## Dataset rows

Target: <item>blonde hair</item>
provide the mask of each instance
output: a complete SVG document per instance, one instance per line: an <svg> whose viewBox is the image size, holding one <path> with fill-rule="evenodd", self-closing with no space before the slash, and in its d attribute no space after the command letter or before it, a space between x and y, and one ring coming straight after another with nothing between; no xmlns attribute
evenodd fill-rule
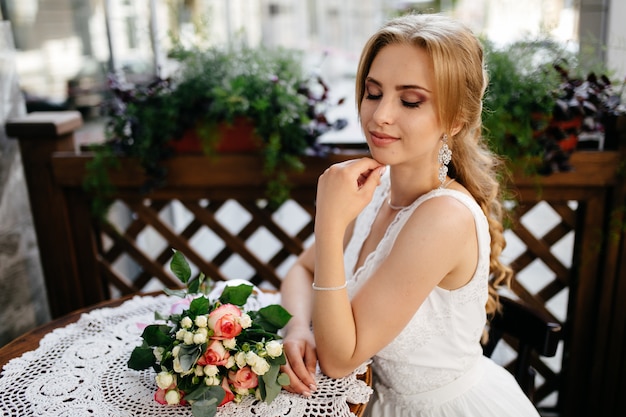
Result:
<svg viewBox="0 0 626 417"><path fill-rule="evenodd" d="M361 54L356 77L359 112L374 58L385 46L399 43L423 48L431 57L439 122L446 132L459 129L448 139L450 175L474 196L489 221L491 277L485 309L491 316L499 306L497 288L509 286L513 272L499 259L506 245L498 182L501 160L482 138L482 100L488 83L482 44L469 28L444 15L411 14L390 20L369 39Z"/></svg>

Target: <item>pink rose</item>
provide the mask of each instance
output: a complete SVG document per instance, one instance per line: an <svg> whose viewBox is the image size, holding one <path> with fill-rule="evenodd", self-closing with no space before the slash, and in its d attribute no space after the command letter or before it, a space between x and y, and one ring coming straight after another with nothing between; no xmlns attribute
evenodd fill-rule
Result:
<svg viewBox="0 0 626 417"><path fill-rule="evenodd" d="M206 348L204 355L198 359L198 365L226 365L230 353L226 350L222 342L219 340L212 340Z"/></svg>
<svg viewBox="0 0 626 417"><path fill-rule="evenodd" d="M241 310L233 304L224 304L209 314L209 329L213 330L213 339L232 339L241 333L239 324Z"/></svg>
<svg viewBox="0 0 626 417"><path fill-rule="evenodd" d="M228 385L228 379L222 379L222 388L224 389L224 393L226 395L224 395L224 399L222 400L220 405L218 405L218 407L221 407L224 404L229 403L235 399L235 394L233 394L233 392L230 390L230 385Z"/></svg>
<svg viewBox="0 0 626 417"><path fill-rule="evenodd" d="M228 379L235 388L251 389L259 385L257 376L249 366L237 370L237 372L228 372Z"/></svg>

...

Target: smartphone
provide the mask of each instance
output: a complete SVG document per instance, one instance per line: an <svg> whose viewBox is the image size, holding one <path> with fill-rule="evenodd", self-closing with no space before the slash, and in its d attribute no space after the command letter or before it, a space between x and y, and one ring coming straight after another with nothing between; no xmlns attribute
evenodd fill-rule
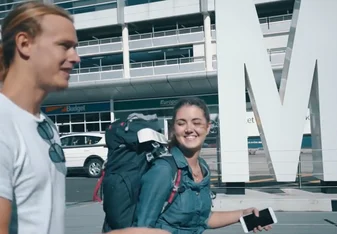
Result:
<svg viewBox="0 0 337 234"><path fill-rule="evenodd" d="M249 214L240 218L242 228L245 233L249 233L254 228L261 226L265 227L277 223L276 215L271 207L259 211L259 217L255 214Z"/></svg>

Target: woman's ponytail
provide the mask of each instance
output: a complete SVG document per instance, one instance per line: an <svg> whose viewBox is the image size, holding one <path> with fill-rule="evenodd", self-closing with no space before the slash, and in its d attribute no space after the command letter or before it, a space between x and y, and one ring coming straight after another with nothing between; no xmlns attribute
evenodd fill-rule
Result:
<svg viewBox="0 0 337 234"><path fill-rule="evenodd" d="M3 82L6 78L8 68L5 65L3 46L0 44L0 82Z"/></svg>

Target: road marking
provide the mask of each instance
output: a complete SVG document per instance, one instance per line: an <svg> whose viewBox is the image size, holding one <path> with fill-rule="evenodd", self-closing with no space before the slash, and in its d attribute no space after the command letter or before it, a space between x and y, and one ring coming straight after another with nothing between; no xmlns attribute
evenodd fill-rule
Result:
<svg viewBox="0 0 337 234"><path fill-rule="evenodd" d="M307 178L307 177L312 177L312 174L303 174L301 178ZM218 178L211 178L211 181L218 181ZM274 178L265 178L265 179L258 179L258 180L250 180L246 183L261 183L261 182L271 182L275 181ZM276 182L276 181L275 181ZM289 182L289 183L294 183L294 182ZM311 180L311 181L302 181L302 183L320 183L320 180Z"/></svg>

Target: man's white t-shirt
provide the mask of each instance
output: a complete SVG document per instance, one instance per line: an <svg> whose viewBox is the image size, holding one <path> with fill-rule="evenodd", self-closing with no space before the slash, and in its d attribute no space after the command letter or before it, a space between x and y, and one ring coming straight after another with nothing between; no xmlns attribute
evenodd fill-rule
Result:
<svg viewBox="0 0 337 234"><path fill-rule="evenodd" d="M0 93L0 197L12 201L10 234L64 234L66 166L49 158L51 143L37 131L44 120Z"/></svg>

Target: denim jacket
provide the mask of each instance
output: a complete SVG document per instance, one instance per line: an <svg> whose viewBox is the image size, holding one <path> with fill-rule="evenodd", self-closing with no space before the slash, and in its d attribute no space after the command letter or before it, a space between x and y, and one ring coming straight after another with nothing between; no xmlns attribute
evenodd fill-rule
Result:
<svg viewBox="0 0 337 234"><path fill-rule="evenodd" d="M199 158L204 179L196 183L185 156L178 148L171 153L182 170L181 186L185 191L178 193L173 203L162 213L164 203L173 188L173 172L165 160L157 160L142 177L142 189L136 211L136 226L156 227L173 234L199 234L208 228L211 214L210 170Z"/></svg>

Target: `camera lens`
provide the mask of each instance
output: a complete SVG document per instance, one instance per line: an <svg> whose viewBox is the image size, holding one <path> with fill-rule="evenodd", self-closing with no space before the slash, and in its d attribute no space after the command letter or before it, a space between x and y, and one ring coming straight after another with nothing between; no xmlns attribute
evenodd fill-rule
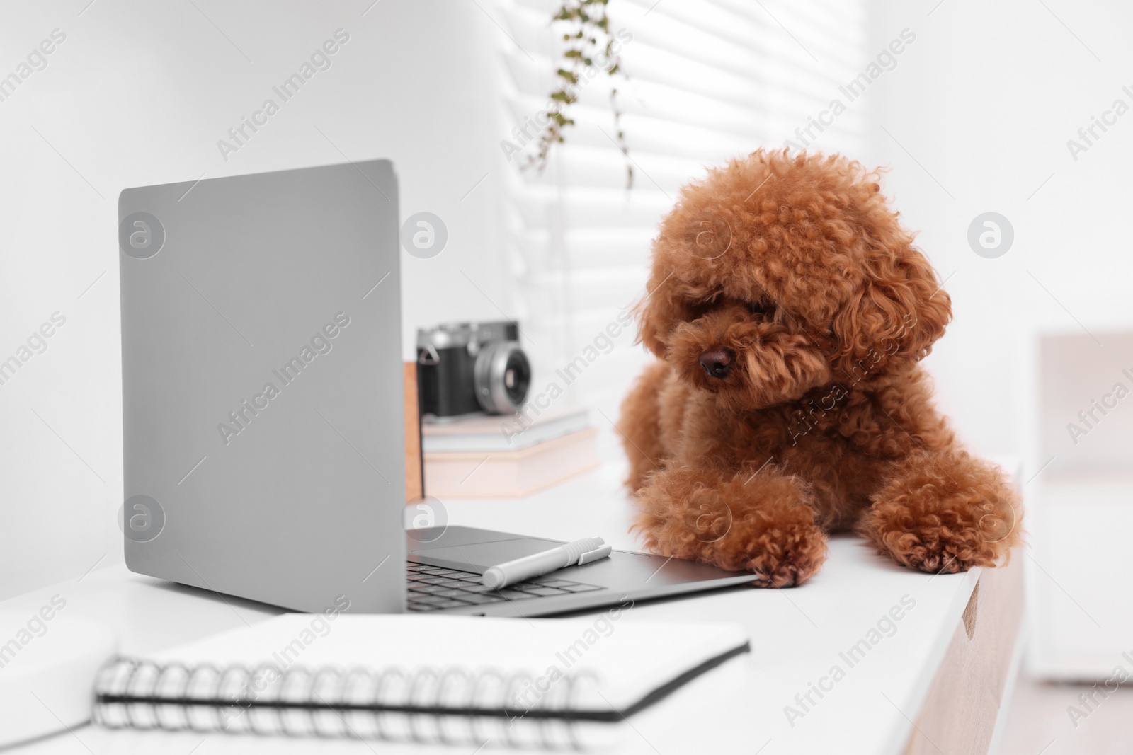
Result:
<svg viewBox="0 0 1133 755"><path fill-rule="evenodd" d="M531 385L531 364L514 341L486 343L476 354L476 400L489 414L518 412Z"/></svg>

---

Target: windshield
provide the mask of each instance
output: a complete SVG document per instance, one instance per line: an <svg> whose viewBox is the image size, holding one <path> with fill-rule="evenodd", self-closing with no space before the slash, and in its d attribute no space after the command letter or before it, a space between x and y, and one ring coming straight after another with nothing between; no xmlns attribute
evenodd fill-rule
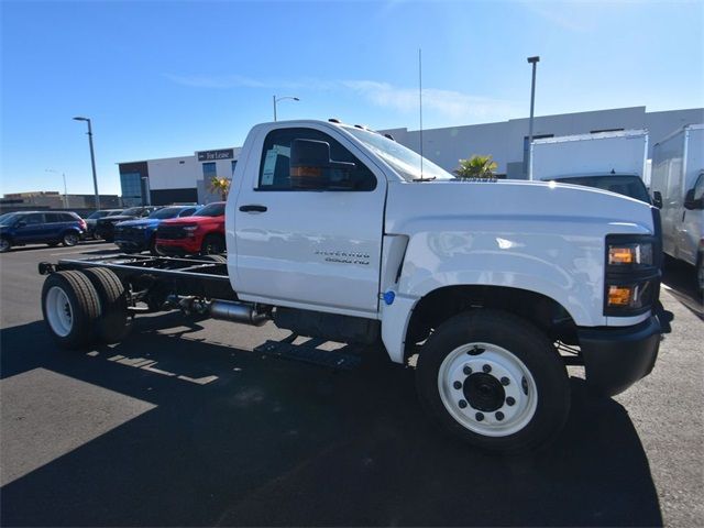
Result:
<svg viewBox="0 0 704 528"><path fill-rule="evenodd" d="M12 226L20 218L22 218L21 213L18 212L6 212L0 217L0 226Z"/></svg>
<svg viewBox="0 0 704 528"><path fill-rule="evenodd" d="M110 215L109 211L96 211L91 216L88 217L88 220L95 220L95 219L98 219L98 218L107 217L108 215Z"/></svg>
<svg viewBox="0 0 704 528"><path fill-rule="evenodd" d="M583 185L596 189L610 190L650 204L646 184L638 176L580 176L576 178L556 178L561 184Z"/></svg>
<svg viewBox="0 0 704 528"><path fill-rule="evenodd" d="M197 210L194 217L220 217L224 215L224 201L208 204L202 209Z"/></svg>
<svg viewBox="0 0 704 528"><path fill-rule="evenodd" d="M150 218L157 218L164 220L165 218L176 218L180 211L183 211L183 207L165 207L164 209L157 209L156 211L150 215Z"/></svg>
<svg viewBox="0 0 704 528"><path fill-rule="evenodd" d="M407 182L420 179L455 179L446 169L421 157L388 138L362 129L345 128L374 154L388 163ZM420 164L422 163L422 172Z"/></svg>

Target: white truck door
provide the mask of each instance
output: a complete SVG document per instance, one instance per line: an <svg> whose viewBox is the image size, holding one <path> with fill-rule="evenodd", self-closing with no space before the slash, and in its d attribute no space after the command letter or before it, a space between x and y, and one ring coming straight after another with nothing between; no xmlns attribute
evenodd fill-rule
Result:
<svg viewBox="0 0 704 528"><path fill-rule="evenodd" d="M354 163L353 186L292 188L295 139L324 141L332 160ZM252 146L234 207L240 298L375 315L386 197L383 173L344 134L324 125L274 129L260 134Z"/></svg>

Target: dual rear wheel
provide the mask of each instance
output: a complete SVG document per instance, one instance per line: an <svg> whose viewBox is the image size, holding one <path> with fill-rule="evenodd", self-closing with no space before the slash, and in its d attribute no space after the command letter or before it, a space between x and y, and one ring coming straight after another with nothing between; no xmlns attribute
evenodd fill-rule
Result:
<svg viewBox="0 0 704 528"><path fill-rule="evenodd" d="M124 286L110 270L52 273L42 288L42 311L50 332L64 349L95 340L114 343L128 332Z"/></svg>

## Directions
Convert the lines from the one containing "Target: <item>blonde hair</item>" up to and including the one containing "54L356 77L359 112L374" into a JSON list of strings, with one string per line and blank lines omitted. Leave the pictures out of the answer.

## Final answer
[
  "Target: <item>blonde hair</item>",
  "provide the mask of each instance",
  "output: a complete SVG document per instance, one instance per line: an <svg> whose viewBox is the image size, holding one <path> with fill-rule=\"evenodd\", self-closing with no space before the slash, and in its d attribute no space after the command letter or before it, a space between x and y, and one ring coming straight after another with nothing between; no xmlns attribute",
  "evenodd fill-rule",
  "Result:",
  "<svg viewBox=\"0 0 626 417\"><path fill-rule=\"evenodd\" d=\"M361 54L356 77L359 112L374 58L385 46L399 43L423 48L431 57L439 122L446 132L459 129L448 139L450 175L474 196L489 221L491 277L485 309L491 316L499 306L497 288L509 286L513 272L499 259L506 245L498 182L501 160L482 138L482 100L488 83L482 44L469 28L444 15L411 14L390 20L369 39Z\"/></svg>"
]